REQUESTS:
[A] Convert the lines of the records into a JSON list of strings, one string per line with blank lines omitted, starting with the line containing "Target: crinkle-cut carrot" and going on through the end of the records.
[B] Extend the passage on email marketing trends from the point where it stops.

DOCUMENT SEGMENT:
* Begin *
It’s helpful to have a broad knowledge base, but role specialization represents a great step forward in how the skillset of an email marketing professional is being more properly valued in the larger marketing industry. The fewer hats we have to wear, the more we can focus on the quality of the work, the better it is for us, our companies, and our subscribers.
Hyper-personalization is the latest iteration of an evergreen trend
We have a long-held association of personalization being the very basic use of first names—which is due for an update.
Hyper-personalization as a term is merely the way we try to describe the need for deeper connection with subscribers, beyond the first name.
Here are recommendations from our experts on how to approach hyper-personalization:
- Reframe personalization. What are the things I can talk about with our subscribers that are specific to their experience of my company?
- Collaborate between customer relationship management data teams and email teams needs to be happening much earlier in the process, because the medium affects what’s possible with personalization as much as what data we have available.
- Dynamic content has surpassed first name personalization for many companies.
- Keep the big picture in mind when organizing your data. Understand that consolidating sources of data will speed and ease the development process.
💭 Why is personalization always a trend?
You might be thinking, “Personalization always seems to be on the email marketing trends list.” That’s a very understandable response.
Personalization will be a trend as long as human beings are the ones reading email. While relevance will be a moving target that is always worth our energy to try and hit, the practice of personalization overall reflects the evergreen human need to feel seen and known.
Will AI start to influence email marketing content?
In 2021, we reported that 70% of brands were increasing email marketing work, but budgets have largely stayed the same. Is that where AI comes in as a tool?
Our experts weigh in with a range of perspectives:
- These services potentially raise everyone’s game. You can give an AI service a prompt and receive content that you can then tweak to be good enough to use.
- There’s a quality gap. AI-produced images are pixel-based, not vector, which limits their utility.
* End *
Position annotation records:
* Begin *
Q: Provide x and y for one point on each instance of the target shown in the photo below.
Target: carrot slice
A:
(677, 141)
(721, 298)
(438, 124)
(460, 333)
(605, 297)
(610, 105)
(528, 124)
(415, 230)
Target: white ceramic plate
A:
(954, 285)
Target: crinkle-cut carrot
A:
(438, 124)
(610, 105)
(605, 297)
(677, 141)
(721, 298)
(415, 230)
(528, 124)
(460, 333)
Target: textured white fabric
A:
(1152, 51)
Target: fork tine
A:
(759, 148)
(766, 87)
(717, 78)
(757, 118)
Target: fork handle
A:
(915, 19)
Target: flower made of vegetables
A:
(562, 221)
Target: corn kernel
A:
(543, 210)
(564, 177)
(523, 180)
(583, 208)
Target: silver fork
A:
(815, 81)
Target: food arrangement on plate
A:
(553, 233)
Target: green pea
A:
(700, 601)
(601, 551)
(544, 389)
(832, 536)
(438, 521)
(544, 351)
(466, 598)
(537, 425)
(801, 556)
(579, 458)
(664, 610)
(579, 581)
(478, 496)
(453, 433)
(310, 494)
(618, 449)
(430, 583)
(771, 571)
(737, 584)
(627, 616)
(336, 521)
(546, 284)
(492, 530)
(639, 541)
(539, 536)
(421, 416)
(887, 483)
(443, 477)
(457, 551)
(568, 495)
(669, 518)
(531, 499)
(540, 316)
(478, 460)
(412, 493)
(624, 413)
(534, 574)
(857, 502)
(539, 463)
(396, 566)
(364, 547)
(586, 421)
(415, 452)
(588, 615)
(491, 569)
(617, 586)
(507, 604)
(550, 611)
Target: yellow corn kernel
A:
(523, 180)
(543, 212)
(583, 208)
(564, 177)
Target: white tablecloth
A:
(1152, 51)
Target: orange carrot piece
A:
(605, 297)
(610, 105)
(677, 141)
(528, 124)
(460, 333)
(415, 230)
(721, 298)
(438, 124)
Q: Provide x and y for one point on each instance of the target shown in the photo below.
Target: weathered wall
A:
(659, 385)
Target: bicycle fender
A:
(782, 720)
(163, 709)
* End *
EXERCISE ANSWERS:
[A]
[
  "Target: crinkle-cut carrot",
  "A:",
  "(438, 124)",
  "(610, 105)",
  "(605, 297)",
  "(677, 141)",
  "(721, 298)",
  "(415, 230)",
  "(528, 124)",
  "(460, 333)",
  "Target: textured white fabric",
  "A:",
  "(1152, 51)",
  "Target: fork tine",
  "A:",
  "(759, 148)",
  "(766, 87)",
  "(717, 78)",
  "(757, 118)",
  "Target: fork handle",
  "A:",
  "(915, 19)",
  "Target: flower made of vegetables",
  "A:",
  "(562, 221)",
  "Target: corn kernel",
  "A:",
  "(543, 210)",
  "(564, 177)",
  "(523, 180)",
  "(583, 208)",
  "Target: silver fork",
  "A:",
  "(815, 81)",
  "Target: food arrangement on plate",
  "A:",
  "(553, 233)",
  "Target: green pea",
  "A:",
  "(700, 601)",
  "(601, 551)",
  "(544, 389)",
  "(832, 536)",
  "(438, 521)",
  "(544, 351)",
  "(466, 598)",
  "(537, 425)",
  "(801, 556)",
  "(579, 458)",
  "(664, 610)",
  "(579, 581)",
  "(478, 496)",
  "(453, 433)",
  "(310, 494)",
  "(618, 449)",
  "(430, 583)",
  "(771, 571)",
  "(737, 584)",
  "(627, 616)",
  "(336, 521)",
  "(546, 284)",
  "(492, 530)",
  "(639, 541)",
  "(539, 536)",
  "(421, 416)",
  "(887, 483)",
  "(443, 477)",
  "(457, 551)",
  "(568, 495)",
  "(669, 518)",
  "(531, 499)",
  "(540, 316)",
  "(478, 460)",
  "(412, 493)",
  "(624, 413)",
  "(534, 574)",
  "(857, 502)",
  "(539, 463)",
  "(396, 566)",
  "(364, 547)",
  "(586, 421)",
  "(415, 452)",
  "(588, 615)",
  "(491, 569)",
  "(617, 586)",
  "(507, 604)",
  "(550, 611)",
  "Target: yellow corn kernel",
  "A:",
  "(523, 180)",
  "(543, 212)",
  "(583, 208)",
  "(564, 177)",
  "Target: white tablecloth",
  "A:",
  "(1152, 51)",
  "Target: orange carrot piece",
  "A:",
  "(605, 297)",
  "(610, 105)",
  "(677, 141)",
  "(528, 124)",
  "(460, 333)",
  "(415, 230)",
  "(721, 298)",
  "(438, 124)",
  "Q: Provide x and y for one point on each instance of the target shown in the photo below.",
  "Target: weathered wall",
  "A:",
  "(659, 385)",
  "Target: bicycle fender",
  "A:",
  "(782, 720)",
  "(163, 709)"
]

[B]
- There are ethical concerns. Many conversations in design spaces right now focus on how AI services are trained and the replication of biases, as well as how they themselves rely on real designers’ work, raising concerns about plagiarism.
💭 Is this the best use of AI tools?
On one hand, AI content creation services can potentially be helpful for time- or resource-strapped marketers (and your humble recapper has yet to meet a marketer with enough time). On the other, the very real ethical questions around their use of human-created work to learn, the potential for bias in how content is presented, and the overall impact of these services on how we value actual human creative output brings into question whether we want to support this as the way that AI tools develop. There are many ways AI could automate and assist us that wouldn’t involve potential plagiary, bias, and devaluation of human creativity.
More interactivity in emails
Interactivity generates twice as many conversions as static content, according to Demand Metric, and Dyspatch says that 50% of email recipients said they want to interact more with content inside their email.
Here’s what our experts say about interactivity:
- Email marketers want to create a memorable experience. Interactivity—hover effects, image carousels, polls, AMP—can be seen as a key method for doing just that.
- No one has to start from scratch. There are so many examples and tutorials online, and as Alice Li has mentioned in the past, hover states are a great interactive refinement to an email that take very little time to implement.
- “Is the juice worth the squeeze?” It’s worth putting in the due diligence to figure out your subscribers’ email clients and what sorts of interactive elements are supported, and then to figure out if the addition of those elements is generating what you need from an email.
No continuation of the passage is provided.